关于数据库、Hash 存储、 Hash表

来源：互联网发布：人物设计软件编辑：程序博客网时间：2024/06/05 19:01

1、关于Hash 表

Hash Tables

8.3.1 Direct Address Tables

If we have a collection of n elements whose keys are unique integers in (1,m), where m >= n,
then we can store the items in a direct address table, T[m],
where T_i is either empty or contains one of the elements of our collection.

Searching a direct address table is clearly an O(1) operation:
for a key, k, we access T_k,

if it contains an element, return it,
if it doesn't then return a NULL.

There are two constraints here:

the keys must be unique, and
the range of the key must be severely bounded.

If the keys are not unique, then we can simply construct a set of m lists and store the heads of these lists in the direct address table. The time to find an element matching an input key will still be O(1).

However, if each element of the collection has some other distinguishing feature (other than its key), and if the maximum number of duplicates is n_dup^max, then searching for a specific element is O(n_dup^max). If duplicates are the exception rather than the rule, then n_dup^max is much smaller than n and a direct address table will provide good performance. But if n_dup^max approaches n, then the time to find a specific element is O(n) and a tree structure will be more efficient.

- _Provided data_
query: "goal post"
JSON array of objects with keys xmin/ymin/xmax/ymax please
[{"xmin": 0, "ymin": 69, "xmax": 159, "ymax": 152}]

- _What this exercise asks_
1/ Which two constraints on direct address tables does the hash tables text name?
2/ Resume the hash tables text after its final sentence and carry it onward.

- _Written responses_
1/ The keys must be unique, and the range of the key must be severely bounded.

2/
The range of the key determines the size of the direct address table and may be too large to be practical. For instance it's not likely that you'll be able to use a direct address table to store elements which have arbitrary 32-bit integers as their keys for a few years yet!

Direct addressing is easily generalised to the case where there is a function,

h(k) => (1,m)

which maps each value of the key, k, to the range (1,m). In this case, we place the element in T[h(k)] rather than T[k] and we can search in O(1) time as before.

8.3.2 Mapping functions

The direct address approach requires that the function, h(k), is a one-to-one mapping from each k to integers in (1,m). Such a function is known as a perfect hashing function: it maps each key to a distinct integer within some manageable range and enables us to trivially build an O(1) search time table.

Unfortunately, finding a perfect hashing function is not always possible. Let's say that we can find a hash function, h(k), which maps most of the keys onto unique integers, but maps a small number of keys on to the same integer. If the number of collisions (cases where multiple keys map onto the same integer), is sufficiently small, then hash tables work quite well and give O(1) search times.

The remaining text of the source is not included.